:: Stated problem ::
Reproduce every line of the material below word for word, leaving out the pictures.

:: Dataset items ::
==========
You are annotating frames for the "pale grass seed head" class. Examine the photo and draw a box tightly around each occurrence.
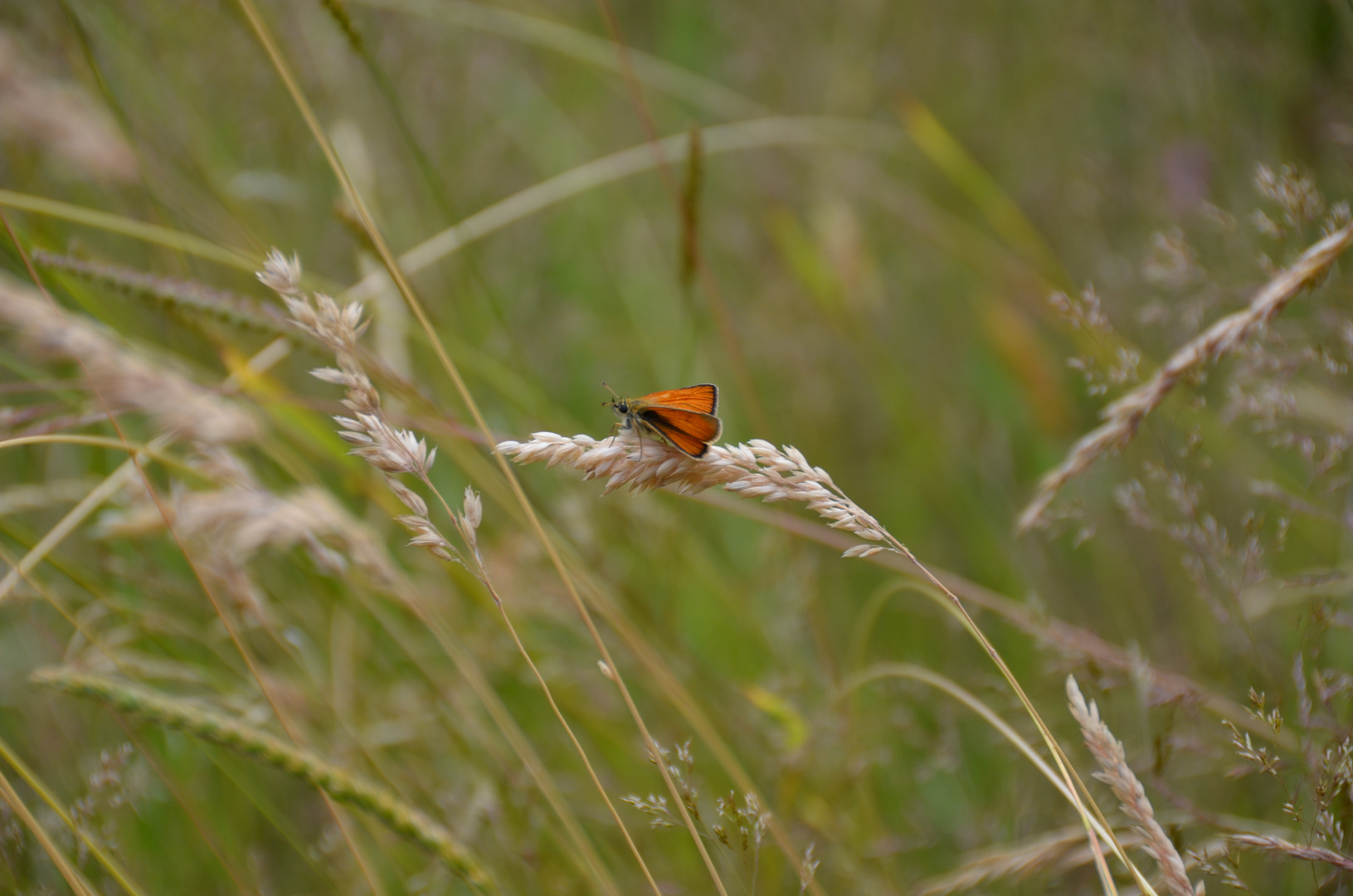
[0,273,259,442]
[1066,675,1201,896]
[259,249,486,581]
[498,431,893,557]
==========
:: Solution below ::
You are annotating frames for the "pale grass seed head" class. Examine the photo and draw a box tightly around each occurrence.
[0,273,259,442]
[1066,675,1201,896]
[259,249,486,581]
[498,431,893,557]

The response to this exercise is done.